Problem to work on: Print every line below that comes at or after the line containing "Where can the red and", exactly as written.

(Data begins)

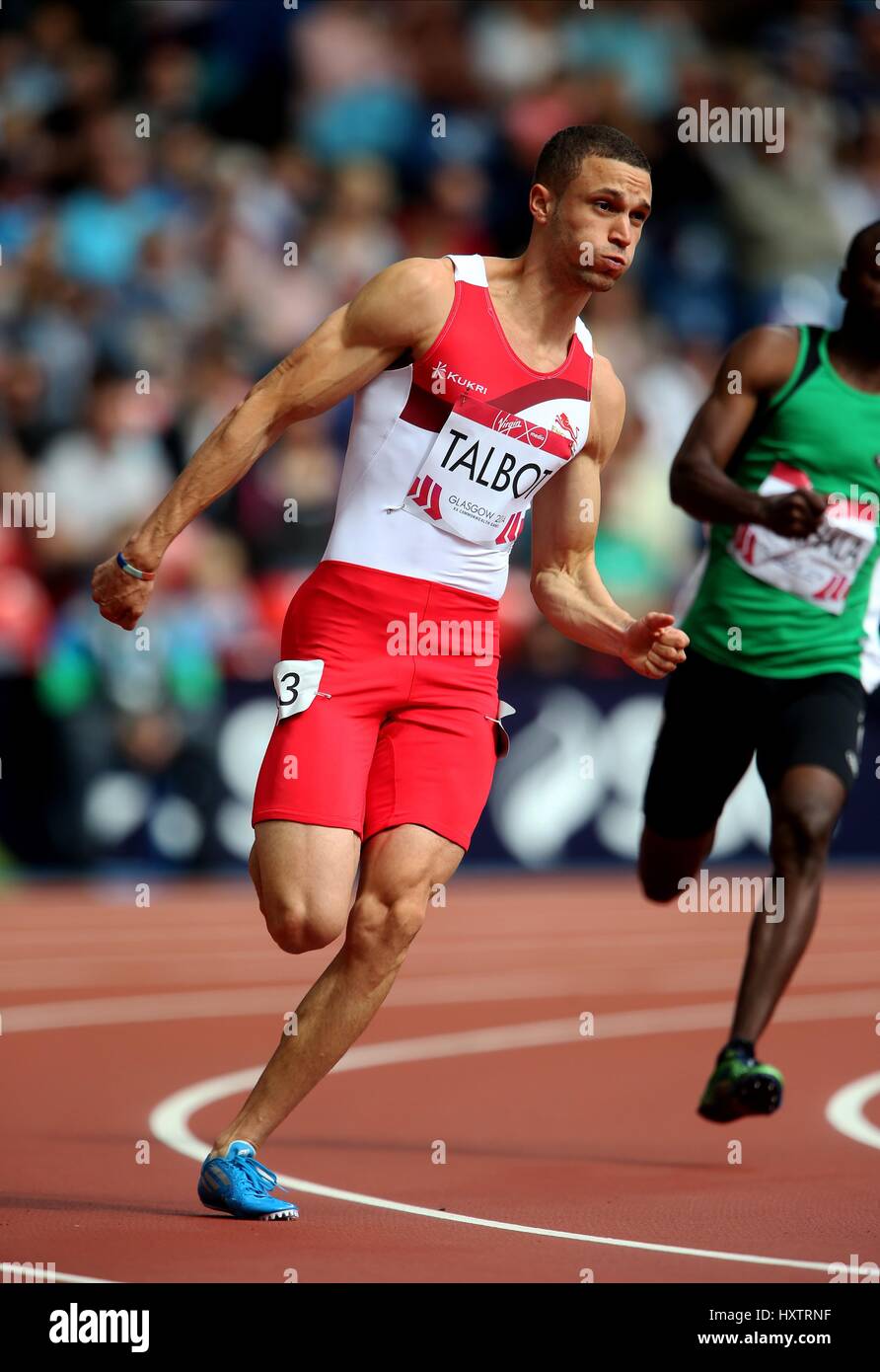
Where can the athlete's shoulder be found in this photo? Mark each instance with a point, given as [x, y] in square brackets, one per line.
[404, 301]
[765, 357]
[608, 409]
[608, 389]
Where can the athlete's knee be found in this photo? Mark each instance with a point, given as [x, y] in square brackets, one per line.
[657, 882]
[300, 922]
[662, 866]
[383, 926]
[802, 832]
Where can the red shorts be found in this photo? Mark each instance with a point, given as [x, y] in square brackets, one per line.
[403, 727]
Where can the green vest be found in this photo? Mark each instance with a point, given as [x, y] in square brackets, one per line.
[801, 607]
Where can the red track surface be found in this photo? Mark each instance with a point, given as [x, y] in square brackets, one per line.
[595, 1136]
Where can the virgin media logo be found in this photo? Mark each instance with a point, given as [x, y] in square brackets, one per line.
[516, 426]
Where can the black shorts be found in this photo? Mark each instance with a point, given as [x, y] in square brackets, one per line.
[715, 718]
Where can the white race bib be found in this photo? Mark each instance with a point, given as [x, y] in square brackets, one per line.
[481, 472]
[819, 569]
[296, 683]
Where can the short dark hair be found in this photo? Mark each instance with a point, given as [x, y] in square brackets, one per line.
[559, 159]
[865, 239]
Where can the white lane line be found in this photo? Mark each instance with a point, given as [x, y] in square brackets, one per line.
[169, 1121]
[845, 1110]
[412, 991]
[11, 1273]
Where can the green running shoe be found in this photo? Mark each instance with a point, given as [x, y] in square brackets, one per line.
[739, 1086]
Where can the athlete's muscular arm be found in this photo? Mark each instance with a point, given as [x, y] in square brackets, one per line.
[565, 582]
[402, 308]
[756, 366]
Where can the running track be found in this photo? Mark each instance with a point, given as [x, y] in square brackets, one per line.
[565, 1154]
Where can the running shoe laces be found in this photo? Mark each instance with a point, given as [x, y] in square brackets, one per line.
[256, 1178]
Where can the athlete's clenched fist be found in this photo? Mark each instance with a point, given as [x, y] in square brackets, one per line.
[119, 597]
[653, 648]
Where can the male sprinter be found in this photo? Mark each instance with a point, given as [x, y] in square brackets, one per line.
[783, 461]
[476, 387]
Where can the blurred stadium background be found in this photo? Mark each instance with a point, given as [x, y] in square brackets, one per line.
[291, 154]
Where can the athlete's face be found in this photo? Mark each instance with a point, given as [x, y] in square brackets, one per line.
[597, 222]
[861, 283]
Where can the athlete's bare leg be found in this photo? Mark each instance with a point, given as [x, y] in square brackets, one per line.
[805, 809]
[664, 862]
[400, 868]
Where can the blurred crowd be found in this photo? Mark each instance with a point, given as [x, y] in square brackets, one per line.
[188, 189]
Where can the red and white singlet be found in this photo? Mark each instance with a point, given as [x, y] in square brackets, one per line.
[446, 454]
[379, 724]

(Data ends)

Reply:
Where can the red and white singlet be found in this photo? Mark each instance with a point, given as [x, y] in square brackets, one per line.
[446, 454]
[379, 724]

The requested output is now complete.